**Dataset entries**
+++

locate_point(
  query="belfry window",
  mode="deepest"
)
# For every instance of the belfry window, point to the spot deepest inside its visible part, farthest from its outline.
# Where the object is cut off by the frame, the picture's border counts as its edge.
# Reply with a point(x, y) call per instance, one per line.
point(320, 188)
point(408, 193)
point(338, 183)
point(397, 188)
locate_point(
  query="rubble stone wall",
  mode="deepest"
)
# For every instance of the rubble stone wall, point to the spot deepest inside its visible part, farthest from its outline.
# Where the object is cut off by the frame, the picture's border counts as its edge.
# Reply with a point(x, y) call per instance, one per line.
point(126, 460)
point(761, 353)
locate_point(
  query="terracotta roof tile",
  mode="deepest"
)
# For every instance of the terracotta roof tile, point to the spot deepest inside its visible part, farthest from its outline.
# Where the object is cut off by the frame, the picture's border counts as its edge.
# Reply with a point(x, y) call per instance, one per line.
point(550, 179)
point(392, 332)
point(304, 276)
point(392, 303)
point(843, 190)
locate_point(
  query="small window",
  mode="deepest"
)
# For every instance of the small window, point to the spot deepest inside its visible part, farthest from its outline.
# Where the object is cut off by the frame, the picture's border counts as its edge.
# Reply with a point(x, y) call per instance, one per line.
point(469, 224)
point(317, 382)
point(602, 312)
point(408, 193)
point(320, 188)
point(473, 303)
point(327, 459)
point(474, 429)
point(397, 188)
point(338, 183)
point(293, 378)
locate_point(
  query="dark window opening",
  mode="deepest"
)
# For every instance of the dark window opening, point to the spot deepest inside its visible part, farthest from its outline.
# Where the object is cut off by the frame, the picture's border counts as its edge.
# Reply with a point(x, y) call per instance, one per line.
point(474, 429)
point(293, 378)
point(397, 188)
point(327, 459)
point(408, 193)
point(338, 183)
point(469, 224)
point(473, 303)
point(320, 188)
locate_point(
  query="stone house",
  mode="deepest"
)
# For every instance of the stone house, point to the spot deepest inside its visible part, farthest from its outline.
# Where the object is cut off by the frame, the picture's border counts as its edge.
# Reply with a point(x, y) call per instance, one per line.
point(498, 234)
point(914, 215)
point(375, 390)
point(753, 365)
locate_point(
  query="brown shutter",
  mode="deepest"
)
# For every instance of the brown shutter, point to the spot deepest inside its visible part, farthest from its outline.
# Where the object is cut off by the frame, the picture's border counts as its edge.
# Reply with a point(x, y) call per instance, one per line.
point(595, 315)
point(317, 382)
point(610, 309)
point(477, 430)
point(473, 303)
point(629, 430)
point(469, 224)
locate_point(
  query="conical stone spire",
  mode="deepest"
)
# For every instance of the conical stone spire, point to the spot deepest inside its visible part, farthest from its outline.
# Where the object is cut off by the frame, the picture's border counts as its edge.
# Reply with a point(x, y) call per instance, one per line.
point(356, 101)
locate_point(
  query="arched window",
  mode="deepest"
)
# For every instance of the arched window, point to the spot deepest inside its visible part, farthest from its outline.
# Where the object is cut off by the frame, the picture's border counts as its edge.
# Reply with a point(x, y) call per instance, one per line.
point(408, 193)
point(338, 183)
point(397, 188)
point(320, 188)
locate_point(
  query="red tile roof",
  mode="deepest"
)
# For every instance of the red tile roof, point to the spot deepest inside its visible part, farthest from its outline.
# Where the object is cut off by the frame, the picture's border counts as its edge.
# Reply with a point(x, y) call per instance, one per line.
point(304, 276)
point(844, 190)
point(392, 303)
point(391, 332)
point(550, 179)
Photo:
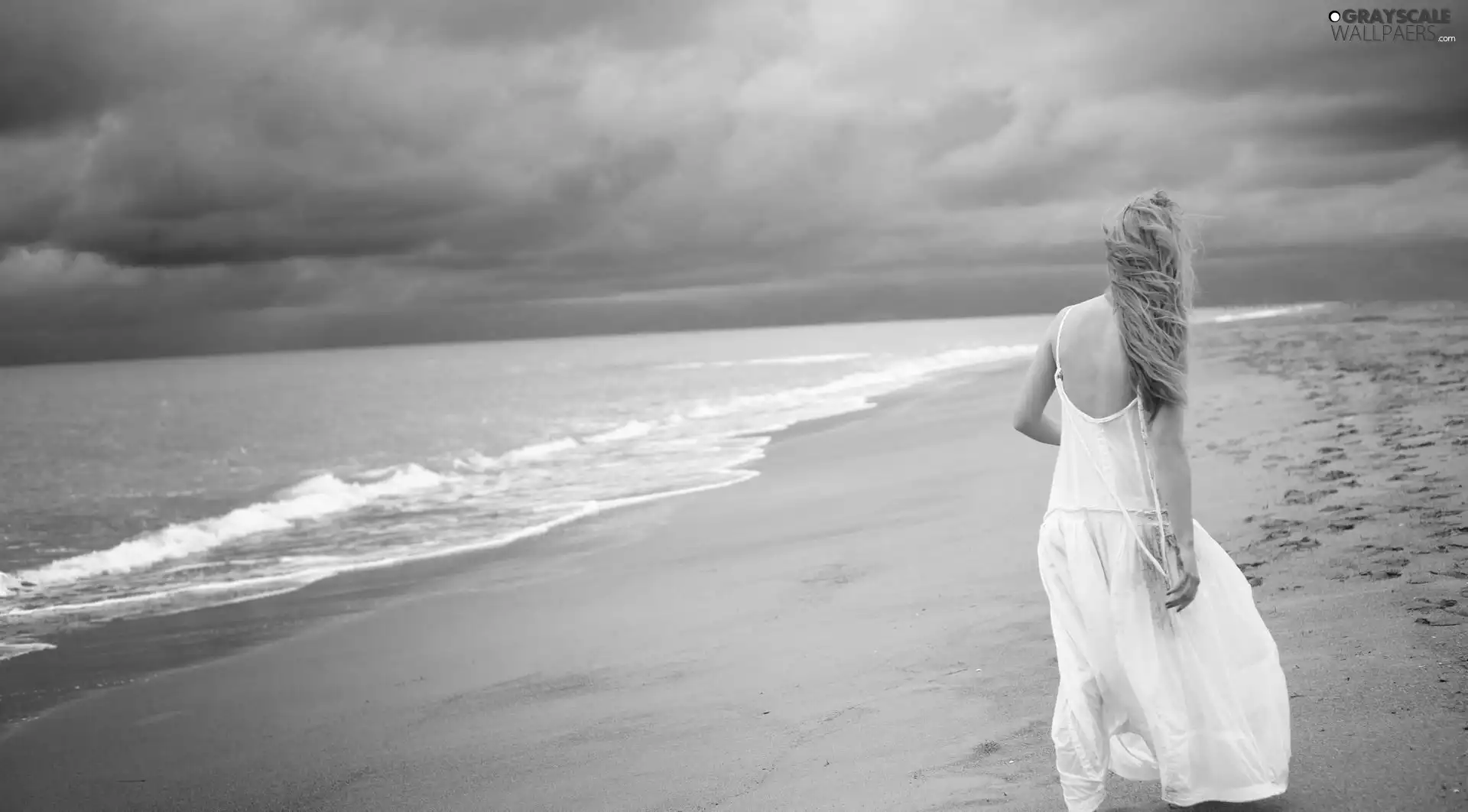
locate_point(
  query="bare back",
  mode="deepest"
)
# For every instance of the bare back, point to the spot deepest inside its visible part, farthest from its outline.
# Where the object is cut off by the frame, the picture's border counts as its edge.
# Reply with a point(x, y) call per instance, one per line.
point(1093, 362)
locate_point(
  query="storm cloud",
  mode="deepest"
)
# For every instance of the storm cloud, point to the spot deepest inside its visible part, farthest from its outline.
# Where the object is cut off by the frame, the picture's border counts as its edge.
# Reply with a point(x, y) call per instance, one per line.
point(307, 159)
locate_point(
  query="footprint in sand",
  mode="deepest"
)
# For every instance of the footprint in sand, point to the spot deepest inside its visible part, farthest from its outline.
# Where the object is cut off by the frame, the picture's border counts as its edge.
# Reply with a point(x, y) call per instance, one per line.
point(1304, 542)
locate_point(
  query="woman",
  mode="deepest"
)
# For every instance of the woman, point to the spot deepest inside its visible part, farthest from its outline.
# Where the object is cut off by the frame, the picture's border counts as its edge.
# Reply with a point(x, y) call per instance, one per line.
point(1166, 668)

+++

**WHAT YOU WILL DO**
A single figure is required: how many lines above contain the word "stone".

**SOLUTION TO THE EXERCISE**
6